— EXERCISE DATA —
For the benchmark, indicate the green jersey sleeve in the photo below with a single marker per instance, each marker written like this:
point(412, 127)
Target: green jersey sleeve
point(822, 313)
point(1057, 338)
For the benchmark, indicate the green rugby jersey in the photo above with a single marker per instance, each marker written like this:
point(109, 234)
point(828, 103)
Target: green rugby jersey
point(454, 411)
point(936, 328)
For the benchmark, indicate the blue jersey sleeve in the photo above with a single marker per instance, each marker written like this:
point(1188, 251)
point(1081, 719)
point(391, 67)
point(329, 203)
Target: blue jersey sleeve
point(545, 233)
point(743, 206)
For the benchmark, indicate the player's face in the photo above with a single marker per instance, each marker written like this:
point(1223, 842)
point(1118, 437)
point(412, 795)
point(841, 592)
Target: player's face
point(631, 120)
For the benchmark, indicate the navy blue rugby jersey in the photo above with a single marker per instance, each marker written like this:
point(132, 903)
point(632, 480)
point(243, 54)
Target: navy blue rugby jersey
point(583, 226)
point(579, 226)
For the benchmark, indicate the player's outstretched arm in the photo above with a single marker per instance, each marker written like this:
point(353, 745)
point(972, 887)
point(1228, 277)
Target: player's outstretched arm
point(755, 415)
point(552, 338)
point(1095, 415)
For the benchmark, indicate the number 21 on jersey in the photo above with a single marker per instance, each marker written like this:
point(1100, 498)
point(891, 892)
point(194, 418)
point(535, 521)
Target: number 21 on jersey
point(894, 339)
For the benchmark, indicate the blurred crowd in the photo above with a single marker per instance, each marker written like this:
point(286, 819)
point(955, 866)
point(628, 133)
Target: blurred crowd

==

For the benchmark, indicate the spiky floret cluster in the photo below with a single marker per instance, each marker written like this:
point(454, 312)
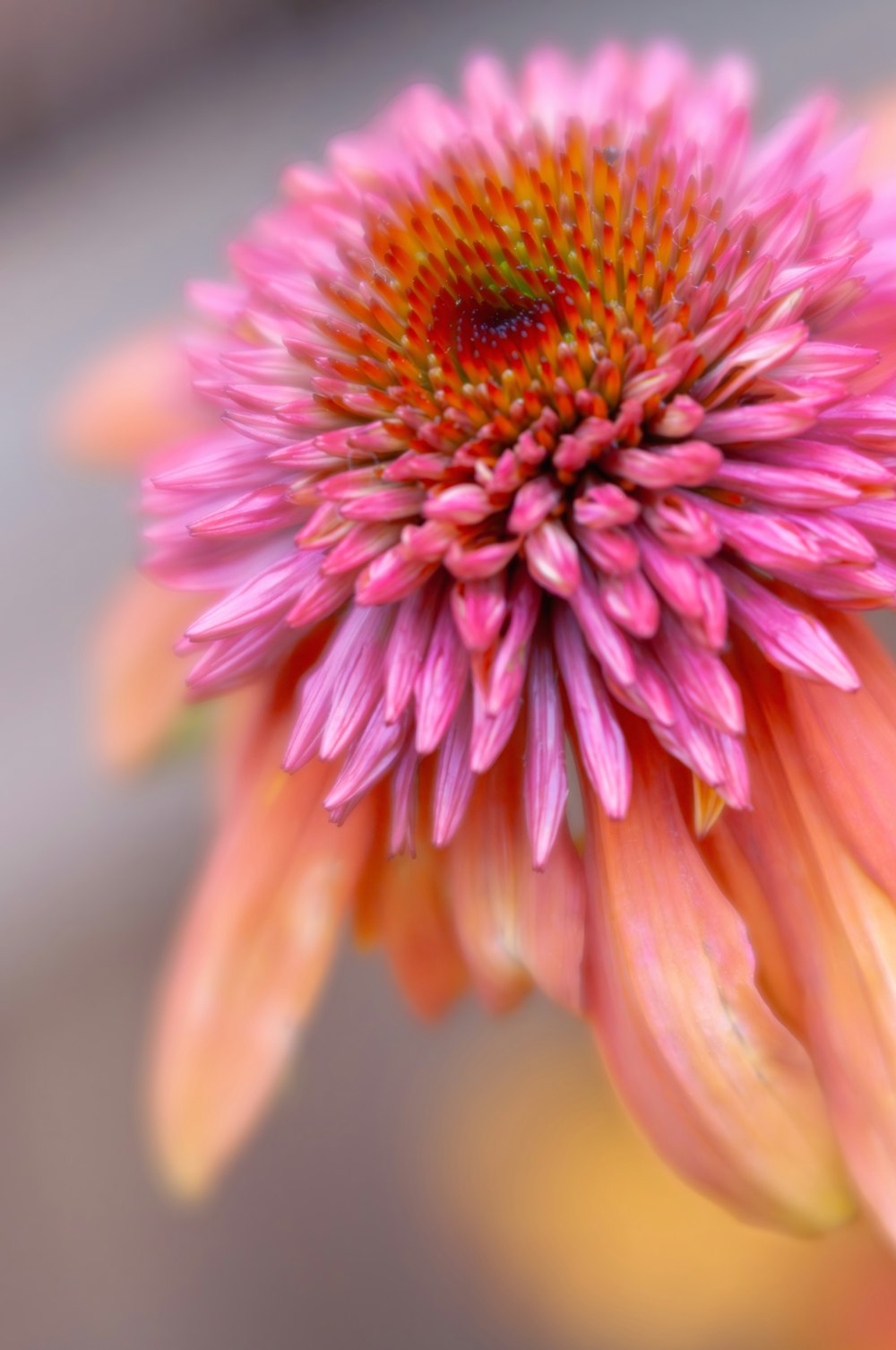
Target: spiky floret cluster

---

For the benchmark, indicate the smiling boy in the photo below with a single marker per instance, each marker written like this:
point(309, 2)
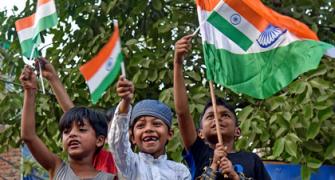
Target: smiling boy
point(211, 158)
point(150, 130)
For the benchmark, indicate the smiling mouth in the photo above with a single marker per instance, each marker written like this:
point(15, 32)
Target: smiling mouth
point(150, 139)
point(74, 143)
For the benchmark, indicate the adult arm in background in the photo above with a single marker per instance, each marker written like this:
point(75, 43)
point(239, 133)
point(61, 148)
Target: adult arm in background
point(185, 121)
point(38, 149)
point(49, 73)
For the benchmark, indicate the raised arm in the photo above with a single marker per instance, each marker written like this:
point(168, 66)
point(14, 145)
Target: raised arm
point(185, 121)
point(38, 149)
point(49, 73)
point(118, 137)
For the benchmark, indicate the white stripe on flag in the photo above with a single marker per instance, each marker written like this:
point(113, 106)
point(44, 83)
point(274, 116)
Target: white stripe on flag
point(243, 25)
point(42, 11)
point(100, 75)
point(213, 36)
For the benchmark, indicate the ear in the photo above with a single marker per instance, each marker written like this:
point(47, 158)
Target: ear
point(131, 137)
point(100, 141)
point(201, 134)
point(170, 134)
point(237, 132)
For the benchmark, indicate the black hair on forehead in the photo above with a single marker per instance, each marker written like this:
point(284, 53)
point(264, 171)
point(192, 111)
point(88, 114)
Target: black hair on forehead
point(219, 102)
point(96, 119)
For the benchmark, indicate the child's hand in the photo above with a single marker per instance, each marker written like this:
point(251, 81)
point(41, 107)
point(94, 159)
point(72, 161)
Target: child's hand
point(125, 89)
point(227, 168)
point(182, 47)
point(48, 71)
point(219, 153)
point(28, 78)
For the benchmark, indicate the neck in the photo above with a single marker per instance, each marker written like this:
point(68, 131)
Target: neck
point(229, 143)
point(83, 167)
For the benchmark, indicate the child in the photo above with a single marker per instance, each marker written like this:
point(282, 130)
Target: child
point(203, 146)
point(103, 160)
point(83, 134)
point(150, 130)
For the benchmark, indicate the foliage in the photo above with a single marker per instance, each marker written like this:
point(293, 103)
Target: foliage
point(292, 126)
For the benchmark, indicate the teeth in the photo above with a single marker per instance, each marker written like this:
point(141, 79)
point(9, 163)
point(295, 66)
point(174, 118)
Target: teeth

— INSTRUCTIONS FOR THE TASK —
Which lines of the items above contain the word "hand"? Collect every one of them, treating uppercase and lowercase as different.

— COMPLETED TASK —
For the benchmark, indicate the child's hand in the photo above with a single marker per instance, each marker written like this:
Target: child's hand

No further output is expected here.